* Supplied passage

_ _ _

FAIR data—looking back, looking forward.  An opinion from the US

Looking back—a hardware enabler 

 

Over the last years of the 20th century and the first years of the 21st, computer disk storage experienced a revolution comparable to the chip and fiber revolutions. That is, disk capacities went way up and disk prices went way down. (In the early 1980s a gigabyte drive cost $1000; by the mid 2000s a terabyte drive cost $100.  A price-performance increase of 10,000.)  Therefore we could start economically storing much more data than earlier. By 2010, the phrase big data emerged to reflect this. OSTP organized an interagency senior steering group to research the problem that we could now store way more data than we could effectively process. About the same time, the phrase open data crept into use, which of course could be applied to small data as well as big.

 

Since the 1990s, the NIH had been waging war on biomed publishers to provide open access to articles reporting results funded by the USG. By 2010, OSTP was carrying the open-article argument forward for all science funded by the USG. In 2013, the Holdren memo was issued requiring public access to all such articles and the supporting data. The requirement to include data as well as articles blindsided the Federal agencies who would have to implement the requirement and caused an extended period of slow progress (also known as passive-regressive behavior). Initially, the phrase public access was informally translated to open access.  Open access to articles was one thing, but open access to data was quite another. In 2014, our Lorenz conference addressed this problem, and the FAIR data concept was born to begin moving the community beyond the completely inadequate concept of open data.

_ _ _

* Task requirements
Extend the opinion piece on FAIR data by writing what comes after its final sentence.

_ _ _

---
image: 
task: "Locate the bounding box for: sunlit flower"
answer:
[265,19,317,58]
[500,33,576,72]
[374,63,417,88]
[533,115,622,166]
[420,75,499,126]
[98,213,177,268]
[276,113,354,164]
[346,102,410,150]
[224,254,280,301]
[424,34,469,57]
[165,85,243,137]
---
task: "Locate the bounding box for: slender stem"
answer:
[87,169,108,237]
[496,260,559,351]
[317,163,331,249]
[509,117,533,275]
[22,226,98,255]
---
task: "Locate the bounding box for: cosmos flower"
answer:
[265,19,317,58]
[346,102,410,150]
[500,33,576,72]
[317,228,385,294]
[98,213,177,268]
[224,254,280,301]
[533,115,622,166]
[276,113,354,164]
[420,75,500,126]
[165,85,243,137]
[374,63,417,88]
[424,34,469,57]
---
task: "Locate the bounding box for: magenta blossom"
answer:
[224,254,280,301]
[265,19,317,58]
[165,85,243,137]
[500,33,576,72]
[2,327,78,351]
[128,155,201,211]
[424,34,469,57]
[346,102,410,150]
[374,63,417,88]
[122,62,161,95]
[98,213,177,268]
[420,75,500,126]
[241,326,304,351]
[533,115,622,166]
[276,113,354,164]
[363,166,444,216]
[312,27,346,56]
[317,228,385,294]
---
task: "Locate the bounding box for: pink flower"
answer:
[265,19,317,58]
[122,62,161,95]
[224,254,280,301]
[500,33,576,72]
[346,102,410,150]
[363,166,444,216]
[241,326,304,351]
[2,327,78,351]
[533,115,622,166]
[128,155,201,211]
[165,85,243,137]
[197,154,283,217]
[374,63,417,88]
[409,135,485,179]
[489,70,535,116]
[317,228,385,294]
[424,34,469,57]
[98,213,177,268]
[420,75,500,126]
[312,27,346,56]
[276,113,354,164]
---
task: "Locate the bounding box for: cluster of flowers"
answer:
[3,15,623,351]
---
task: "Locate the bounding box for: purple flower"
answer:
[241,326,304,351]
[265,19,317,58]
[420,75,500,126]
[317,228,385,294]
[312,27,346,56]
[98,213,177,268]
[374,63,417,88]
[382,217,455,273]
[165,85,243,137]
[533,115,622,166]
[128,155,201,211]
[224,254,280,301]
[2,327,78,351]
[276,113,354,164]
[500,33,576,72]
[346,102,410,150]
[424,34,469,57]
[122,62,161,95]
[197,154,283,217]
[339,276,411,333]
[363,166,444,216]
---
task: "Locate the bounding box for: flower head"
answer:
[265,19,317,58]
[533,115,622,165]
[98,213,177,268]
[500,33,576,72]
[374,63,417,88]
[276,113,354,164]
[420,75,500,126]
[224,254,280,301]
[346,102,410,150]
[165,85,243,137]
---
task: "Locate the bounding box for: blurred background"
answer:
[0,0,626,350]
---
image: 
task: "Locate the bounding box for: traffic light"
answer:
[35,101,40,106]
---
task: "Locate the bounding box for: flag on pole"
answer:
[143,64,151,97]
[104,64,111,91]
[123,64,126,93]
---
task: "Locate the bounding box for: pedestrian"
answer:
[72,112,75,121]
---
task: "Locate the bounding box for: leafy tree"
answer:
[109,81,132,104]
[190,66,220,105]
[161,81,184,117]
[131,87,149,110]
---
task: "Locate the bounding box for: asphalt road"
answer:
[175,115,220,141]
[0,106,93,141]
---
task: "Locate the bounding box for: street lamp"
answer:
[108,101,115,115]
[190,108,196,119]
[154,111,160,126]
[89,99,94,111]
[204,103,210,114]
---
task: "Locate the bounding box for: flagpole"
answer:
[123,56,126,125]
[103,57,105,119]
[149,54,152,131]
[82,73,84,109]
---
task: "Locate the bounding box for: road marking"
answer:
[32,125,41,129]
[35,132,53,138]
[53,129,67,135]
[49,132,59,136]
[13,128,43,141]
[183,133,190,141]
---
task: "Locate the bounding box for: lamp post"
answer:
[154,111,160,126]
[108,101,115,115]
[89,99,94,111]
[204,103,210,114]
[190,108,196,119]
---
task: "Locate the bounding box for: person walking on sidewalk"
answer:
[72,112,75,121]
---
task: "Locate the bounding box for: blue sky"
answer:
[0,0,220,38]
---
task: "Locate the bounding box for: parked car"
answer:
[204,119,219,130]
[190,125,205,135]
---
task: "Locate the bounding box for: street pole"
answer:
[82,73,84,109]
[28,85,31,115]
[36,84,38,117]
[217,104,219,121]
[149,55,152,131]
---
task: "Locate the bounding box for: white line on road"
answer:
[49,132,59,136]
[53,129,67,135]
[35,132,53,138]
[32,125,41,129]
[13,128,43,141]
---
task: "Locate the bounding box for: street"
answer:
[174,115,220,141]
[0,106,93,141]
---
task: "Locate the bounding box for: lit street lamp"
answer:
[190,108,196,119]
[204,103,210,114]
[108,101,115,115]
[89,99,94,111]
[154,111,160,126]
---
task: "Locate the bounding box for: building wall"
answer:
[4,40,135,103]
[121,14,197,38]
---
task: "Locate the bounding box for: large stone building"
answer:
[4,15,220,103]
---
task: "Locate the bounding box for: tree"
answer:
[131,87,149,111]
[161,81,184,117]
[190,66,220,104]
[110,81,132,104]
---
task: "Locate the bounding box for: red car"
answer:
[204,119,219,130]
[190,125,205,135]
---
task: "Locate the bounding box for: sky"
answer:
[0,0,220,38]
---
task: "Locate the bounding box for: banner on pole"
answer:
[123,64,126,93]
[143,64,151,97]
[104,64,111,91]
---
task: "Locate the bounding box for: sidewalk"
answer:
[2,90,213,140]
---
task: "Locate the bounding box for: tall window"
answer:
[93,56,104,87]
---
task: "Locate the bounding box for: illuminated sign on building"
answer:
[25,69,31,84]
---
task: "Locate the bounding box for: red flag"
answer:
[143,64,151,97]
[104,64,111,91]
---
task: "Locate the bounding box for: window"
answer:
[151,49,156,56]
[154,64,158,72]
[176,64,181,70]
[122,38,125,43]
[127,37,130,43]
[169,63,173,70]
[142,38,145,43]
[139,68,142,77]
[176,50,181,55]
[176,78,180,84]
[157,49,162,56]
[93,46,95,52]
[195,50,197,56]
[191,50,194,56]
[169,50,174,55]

_ _ _

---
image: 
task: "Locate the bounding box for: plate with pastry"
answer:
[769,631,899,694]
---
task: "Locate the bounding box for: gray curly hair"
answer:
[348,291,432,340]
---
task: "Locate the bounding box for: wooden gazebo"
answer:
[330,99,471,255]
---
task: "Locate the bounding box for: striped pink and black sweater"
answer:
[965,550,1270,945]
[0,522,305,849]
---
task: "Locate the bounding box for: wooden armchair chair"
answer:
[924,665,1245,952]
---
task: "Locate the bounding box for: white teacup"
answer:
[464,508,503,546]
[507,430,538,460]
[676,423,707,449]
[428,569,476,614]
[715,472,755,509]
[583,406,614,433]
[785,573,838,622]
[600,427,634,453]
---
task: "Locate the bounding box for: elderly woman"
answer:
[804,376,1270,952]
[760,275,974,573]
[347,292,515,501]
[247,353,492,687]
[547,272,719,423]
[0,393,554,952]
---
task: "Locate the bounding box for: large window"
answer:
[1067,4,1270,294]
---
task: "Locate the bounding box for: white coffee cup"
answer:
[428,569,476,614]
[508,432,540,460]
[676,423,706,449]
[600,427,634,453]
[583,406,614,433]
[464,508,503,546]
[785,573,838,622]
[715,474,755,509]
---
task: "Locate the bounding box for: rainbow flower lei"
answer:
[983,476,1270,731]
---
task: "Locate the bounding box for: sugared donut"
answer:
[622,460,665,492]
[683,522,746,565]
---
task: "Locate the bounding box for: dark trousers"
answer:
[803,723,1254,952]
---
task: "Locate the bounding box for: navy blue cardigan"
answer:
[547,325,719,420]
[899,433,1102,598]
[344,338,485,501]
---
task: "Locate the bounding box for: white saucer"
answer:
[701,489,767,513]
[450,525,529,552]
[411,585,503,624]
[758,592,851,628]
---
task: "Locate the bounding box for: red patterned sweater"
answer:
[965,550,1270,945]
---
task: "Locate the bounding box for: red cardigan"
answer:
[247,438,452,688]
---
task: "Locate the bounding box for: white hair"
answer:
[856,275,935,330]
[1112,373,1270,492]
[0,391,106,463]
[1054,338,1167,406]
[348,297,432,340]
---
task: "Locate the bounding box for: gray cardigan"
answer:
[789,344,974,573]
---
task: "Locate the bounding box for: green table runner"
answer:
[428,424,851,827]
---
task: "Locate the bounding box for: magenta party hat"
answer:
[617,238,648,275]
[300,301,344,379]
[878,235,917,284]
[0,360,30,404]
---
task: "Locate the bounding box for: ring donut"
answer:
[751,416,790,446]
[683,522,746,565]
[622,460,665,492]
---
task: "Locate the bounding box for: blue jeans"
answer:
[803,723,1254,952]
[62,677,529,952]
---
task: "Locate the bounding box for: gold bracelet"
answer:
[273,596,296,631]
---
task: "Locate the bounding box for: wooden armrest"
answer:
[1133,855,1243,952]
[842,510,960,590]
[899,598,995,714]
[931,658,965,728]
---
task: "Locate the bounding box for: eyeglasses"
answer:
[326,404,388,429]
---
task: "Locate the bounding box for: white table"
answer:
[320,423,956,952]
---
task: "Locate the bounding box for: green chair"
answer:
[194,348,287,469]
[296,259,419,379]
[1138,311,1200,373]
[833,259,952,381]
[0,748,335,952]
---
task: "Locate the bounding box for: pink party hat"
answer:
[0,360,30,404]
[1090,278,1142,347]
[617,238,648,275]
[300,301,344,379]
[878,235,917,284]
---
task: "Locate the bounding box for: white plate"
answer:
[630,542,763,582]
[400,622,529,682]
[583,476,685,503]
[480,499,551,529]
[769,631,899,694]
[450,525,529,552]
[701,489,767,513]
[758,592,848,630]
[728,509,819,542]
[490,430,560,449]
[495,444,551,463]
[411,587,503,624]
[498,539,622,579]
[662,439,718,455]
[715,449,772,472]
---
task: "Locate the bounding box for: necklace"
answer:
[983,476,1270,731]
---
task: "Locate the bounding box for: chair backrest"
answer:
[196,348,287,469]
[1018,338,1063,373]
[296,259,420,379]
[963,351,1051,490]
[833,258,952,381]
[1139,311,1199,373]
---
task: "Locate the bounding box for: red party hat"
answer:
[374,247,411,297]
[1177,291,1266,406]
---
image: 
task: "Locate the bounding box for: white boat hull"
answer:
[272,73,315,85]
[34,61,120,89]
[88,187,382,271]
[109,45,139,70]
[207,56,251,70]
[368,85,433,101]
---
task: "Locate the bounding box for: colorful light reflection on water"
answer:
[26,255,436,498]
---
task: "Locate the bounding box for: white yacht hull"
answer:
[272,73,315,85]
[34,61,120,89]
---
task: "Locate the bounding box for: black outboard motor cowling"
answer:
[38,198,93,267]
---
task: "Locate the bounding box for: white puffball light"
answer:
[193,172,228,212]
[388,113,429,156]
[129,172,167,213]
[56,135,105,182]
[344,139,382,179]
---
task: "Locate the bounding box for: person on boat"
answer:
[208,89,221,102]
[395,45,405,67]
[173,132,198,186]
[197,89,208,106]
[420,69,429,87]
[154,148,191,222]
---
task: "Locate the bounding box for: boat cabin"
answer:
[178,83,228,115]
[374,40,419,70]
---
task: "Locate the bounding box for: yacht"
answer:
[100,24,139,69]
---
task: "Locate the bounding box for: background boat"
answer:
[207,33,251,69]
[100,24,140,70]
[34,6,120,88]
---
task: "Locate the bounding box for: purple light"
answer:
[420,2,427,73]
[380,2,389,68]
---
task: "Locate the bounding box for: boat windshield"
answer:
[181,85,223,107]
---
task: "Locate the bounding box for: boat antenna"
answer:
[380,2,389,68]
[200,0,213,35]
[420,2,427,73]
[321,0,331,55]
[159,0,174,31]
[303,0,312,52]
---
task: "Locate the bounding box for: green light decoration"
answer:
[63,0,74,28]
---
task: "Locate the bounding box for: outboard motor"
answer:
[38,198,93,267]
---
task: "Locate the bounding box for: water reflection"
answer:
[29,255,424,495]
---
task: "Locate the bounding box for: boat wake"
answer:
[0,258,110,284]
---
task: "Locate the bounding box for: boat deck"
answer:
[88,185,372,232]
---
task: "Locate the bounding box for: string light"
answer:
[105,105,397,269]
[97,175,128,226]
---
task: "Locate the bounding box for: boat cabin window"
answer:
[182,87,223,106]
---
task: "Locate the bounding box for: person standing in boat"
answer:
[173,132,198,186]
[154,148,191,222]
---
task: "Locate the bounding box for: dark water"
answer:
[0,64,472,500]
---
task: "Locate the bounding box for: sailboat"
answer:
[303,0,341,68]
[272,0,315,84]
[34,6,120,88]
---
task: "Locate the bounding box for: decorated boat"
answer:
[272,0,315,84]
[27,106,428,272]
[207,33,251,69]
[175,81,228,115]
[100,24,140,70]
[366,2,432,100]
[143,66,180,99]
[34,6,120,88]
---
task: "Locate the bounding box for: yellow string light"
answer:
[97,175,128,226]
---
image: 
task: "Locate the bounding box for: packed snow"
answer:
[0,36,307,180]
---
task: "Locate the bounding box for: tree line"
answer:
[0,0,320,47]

_ _ _

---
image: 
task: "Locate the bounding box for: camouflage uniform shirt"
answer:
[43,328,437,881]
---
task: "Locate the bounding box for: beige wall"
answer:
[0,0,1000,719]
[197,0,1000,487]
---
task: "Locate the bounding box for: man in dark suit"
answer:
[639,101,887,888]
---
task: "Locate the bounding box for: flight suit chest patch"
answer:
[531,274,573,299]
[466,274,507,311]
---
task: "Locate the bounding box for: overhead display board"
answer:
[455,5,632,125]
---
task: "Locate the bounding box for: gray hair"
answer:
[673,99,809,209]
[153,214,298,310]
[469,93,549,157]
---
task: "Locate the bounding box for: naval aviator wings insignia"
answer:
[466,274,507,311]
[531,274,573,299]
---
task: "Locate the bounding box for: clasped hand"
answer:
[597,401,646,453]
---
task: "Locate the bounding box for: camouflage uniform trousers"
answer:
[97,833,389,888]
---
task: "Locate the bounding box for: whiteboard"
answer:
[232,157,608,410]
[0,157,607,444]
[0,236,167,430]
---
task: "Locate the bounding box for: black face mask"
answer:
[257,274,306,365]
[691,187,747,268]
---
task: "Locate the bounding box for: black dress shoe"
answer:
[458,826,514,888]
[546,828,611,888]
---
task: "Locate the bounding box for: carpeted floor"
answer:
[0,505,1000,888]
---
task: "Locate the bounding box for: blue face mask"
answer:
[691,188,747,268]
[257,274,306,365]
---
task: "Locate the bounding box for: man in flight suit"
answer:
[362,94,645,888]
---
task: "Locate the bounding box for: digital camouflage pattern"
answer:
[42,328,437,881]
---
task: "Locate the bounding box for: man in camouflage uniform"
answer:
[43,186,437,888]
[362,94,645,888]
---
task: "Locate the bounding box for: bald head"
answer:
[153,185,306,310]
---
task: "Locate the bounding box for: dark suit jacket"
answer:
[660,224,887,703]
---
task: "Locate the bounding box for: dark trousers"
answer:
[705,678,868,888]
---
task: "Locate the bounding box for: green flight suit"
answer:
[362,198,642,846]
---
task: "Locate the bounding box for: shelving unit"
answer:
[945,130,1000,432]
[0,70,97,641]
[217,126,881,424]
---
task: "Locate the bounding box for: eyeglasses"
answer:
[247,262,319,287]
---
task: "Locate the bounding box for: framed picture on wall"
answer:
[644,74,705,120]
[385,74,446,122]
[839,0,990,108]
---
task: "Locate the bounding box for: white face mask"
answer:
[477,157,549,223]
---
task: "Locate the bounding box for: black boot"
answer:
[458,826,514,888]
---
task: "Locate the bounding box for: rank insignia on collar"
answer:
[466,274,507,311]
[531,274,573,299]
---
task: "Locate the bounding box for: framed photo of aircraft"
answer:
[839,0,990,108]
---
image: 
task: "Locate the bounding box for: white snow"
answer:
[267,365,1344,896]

_ _ _

* Task result
 

Looking forward—a software enabler?

 

AI is an ancient computing term, having been coined in 1957. Machine Learning (ML) as a flavor of AI has even more ancient roots (1943), but it didn’t become useful until the 21st century.  Then finding cute cat pictures on the web became possible (Analytic ML). And in 2023 Generative AI burst upon the public consciousness with the release of chatGPT. Now one could generate cute cat pictures, apparently from thin air. Of course it wasn’t from thin air but from reams of big data that had trained the cat generating algorithm.

 

Is Generative AI in 2024 the same type of enabler (inflection point) for data going forward that big disks were looking back to 2014?  If we were meeting in 2028 or so, we could probably answer that question definitively, but in 2024 it’s probably too soon to know for sure.

 

A two-way street?

 

We already know that FAIR data will be (very) good for (implementing) AI. We might ask:   will AI be (equally) good for (implementing) FAIR data?  It may be too soon to put all our R&D eggs in that basket, but I suggest we should not ignore it.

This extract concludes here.